But I was always shy of stopping and losing momentum and so did my best to just power on through such places instead of breaking to take photos. Which was a shame and - with hindsight - I suspect, a mistake. But then again, that part of the ride was a constant run of peaks and valleys; long slow punishments followed by swift and exciting rewards. There's no way you can stop at the bottom of a hill. You don't want to start the climb from a standing start if you can possibly avoid it.
My favourite placename of Day1: Kingston Bagpuize.
Interesting wildlife seen: Red Kites: 12. Rabbits: 20 alive. 2.75 dead.
Miles cycled: Difficult to tell precisely because of the Sat Nav's down time. Approximately 90.
It was, I should note, my first experience of saddle soreness. I've done journeys of 40, 50 and 60 miles without ever feeling any discomfort in that department... even if I'm not wearing the right gear. But on this occasion I found it wasn't long after 60 miles that a bit of soreness started to affect me. Hmmm.
Here's Day 2. (With similar blank-filling-in-to-make-up-for-Sat-Nav downtime)

When I set off I was a bit worried. Because while I felt strong at the close of Day 1 things had definitely tightened up overnight. But about ten miles in I started to loosen up and it got easier as the day went on. There were still some awfully unpleasant hills to contend with in the early part of the day mind.
I even, whisper it, broke the speed limit on one occasion. I wasn't trying to but there was a village at the bottom of a steep hill (I think it was Finstock (they should have a festival of Crowded House cover bands)) and it was pretty hard not to build up quite a speed on the way down. I was aware that as I passed the 30mph sign I was doing 34.9mph. Not recommended. Obviously. That would be irresponsible.
My favourite road junction name on Day 2: Camp Hill Circus
Interesting animals seen: Ostriches: 2. Rabbits: 20+ alive, 3 dead. Fox: 1 dead. Ugh.
Miles cycled: Difficult to tell precisely because of the Sat Nav's down time. Approximately 90.
Day 3. This time, having come to a good working arrangement with my Sat Nav, it's been able to upload it to my computer and this is the exact route that I took.

Incidentally, a quick note to the schoolgirls of Tamworth: smoking on the way to school makes you look more childlike, not less. Honest. It really does.
I didn't feel anywhere near as tight in the muscles at the start of Day 3. I reckon I can put that down to the magic of my
Skins recovery tights. I slept in them overnight and I'm pretty convinced that my legs started the next day feeling better as a result. Odd. Tingly-odd. But if it works...

**Data provided:**

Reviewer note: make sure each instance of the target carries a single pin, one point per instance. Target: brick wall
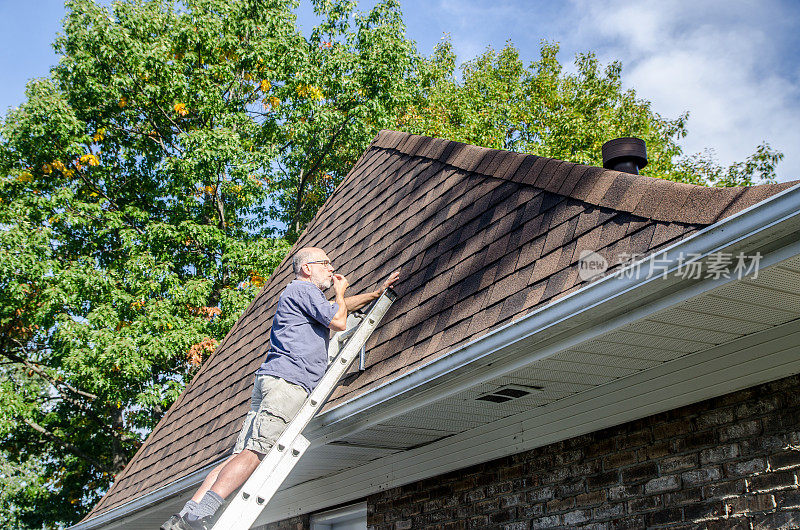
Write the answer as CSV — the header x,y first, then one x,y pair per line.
x,y
729,462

**What to do:**
[A] According to the cycling diary, what did the rider sleep in overnight before Day 3?
[B] From the cycling diary, copy everything from "Here's Day 2." down to "the day mind.".
[C] Carry on the cycling diary after its final sentence.

**The answers:**
[A] Skins recovery tights.

[B]
Here's Day 2. (With similar blank-filling-in-to-make-up-for-Sat-Nav downtime)

When I set off I was a bit worried. Because while I felt strong at the close of Day 1 things had definitely tightened up overnight. But about ten miles in I started to loosen up and it got easier as the day went on. There were still some awfully unpleasant hills to contend with in the early part of the day mind.

[C]
The biggest improvement I made as I went on was in stopping, eating and drinking. On Day 3 I think I realised that time wasn't really the enemy as I'd made my previous destinations in the early afternoon both times. (I took between 6 and 7 hours each day). So on Day 3, I took more breaks, sitting on more patches of grass and eating more snacks. I also drank more throughout the day. It's a habit I know I need to get into. Drink before you're thirsty, eat before you're hungry is the advice I've been given. I need to remind myself.
I didn't weigh myself at the end of Day 1 but I know I didn't drink enough. When I got to my Dad's, I'd sweated so much away there were dried salt crystals on my face. I felt fine but that can't be right. I tried to drink more on Day 2. I weighed myself when I got to my Mum's. I was over a stone lighter than I'd been at the start of the Day 1. Criminy! On Day 3 I think I managed to double my liquid intake. At the end of Day 3, my weight was exactly where it had been at the start of the day. I reckon I did okay on Day 3.
Anyway, by the time I got to Northampton - about 2.30 pm I'd done just over 90 miles again and the Sat Nav was telling me that the journey from there to mine was another 90 miles. I was hoping to leave something much smaller for the fourth day - say 30 or 40 miles - so that I'd know I could do it in the morning and still have the afternoon to make my arrangements for the Belfast trip... but seeing as the journey back to London had become 180 miles instead of the predicted 130 that was seeming unlikely. I knew I didn't have another 50 miles in me that day - saddle soreness seemed to kick in at around 60 miles each day - and so there was no way I could make any meaningful dent in the remainder.
I thought about ploughing on to Milton Keynes (has anyone ever thought of that before?) but that would still leave me with 70 miles to do on Day 4 and that didn't seem like a good idea. I was pretty sure I could do it... but a few what-ifs had started to enter the equation. I had to be up at 7am on the Saturday morning. What if I got a puncture 50 miles in to Day 4? What if that - or other delays - meant I didn't get back to London til the evening? Would I still put on a good show in Belfast?
As it wasn't possible to leave a much smaller journey for Day 4 I decided to cut my losses and run. I'd done 90 miles a day for three days running and that seemed like plenty enough to prove a point to myself. I took the train the rest of the way. Well, all the way to Euston - I cycled again from there.
Which is the point at which a potentially useful thought occurred to me.
I'd whizzed round the back of Kings Cross and got on to the canal tow path and was using that to head east using the cut throughs and so on that I know to get me through Islington where the tow path disappears for a wee while. I was cycling differently here. I was back on home turf. I was using my local cycling knowledge. It was a route that the Sat Nav wouldn't have given me. But it was definitely the best route. Which is where this thought comes in.
There's nothing that technology can do to replace local knowledge. I know better routes from A to B on my patch than any computer's ever going to suggest. And the same must be true for other people all over the country.
And there has to be a way of me tapping into that local knowledge when I embark on this tour. I've had a lot of people asking if they can accompany me on certain legs of the tour. Which I've not known how to deal with. Part of me thinks it would be a good idea and part of me worries about feeling responsible for others when I know I'll have a head full of other things to deal with. I don't want to become some unofficial tour guide when it's obvious that I - of all people - don't know what I'm doing. I don't enjoy being "in charge."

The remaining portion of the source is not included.